> _WHAT YOU NEED TO DO_
Present every line of the rows below as a Markdown table with the columns Number and Line, numbering the lines in order and leaving out blank ones. Leave the pictures out of the table.

(Point labeling examples)
────────────────────
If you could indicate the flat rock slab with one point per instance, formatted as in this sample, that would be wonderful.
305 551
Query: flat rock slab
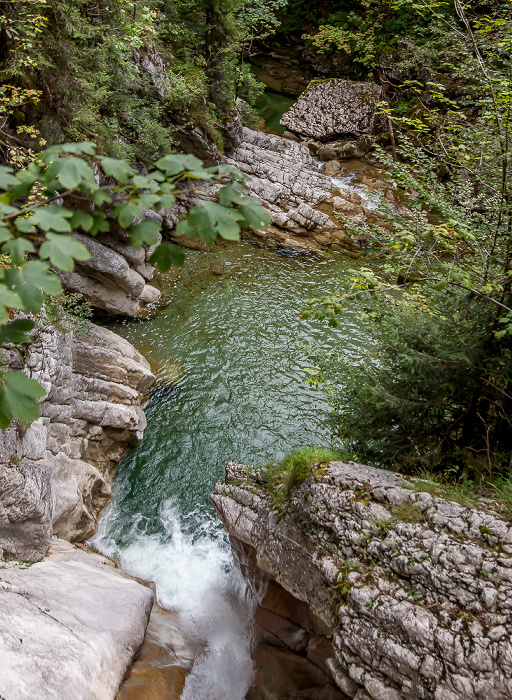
332 107
69 627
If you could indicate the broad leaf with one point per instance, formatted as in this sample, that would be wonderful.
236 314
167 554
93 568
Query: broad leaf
126 213
145 232
73 172
100 197
52 218
82 219
63 251
17 396
100 223
6 178
17 248
178 163
118 169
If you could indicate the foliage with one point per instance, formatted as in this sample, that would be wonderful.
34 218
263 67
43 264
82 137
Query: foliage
59 193
288 474
435 389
────────────────────
> _PROBLEM SOLUTION_
| Number | Line |
|---|---|
| 1 | If you could indicate the flat rock slab with one point per instance, formatted as in this sample, that would be wonderful. |
| 2 | 305 551 |
| 3 | Query: flat rock slab |
| 4 | 332 107 |
| 5 | 69 627 |
| 6 | If you could indicate the broad leaf with one point per instance, formatted as in this sample, that would be wonderful. |
| 7 | 236 314 |
| 8 | 167 554 |
| 9 | 93 568 |
| 10 | Query: broad leaf |
| 11 | 126 213 |
| 12 | 145 232 |
| 13 | 73 172 |
| 14 | 100 197 |
| 15 | 52 218 |
| 16 | 82 219 |
| 17 | 63 251 |
| 18 | 17 396 |
| 19 | 100 223 |
| 20 | 6 178 |
| 21 | 17 248 |
| 22 | 178 163 |
| 23 | 118 169 |
| 24 | If you could indicate the foliage with one point per instance, formatted as in this sample, that would be wonderful. |
| 25 | 34 218 |
| 26 | 263 67 |
| 27 | 43 264 |
| 28 | 82 137 |
| 29 | Query: foliage |
| 30 | 59 193 |
| 31 | 288 474 |
| 32 | 435 389 |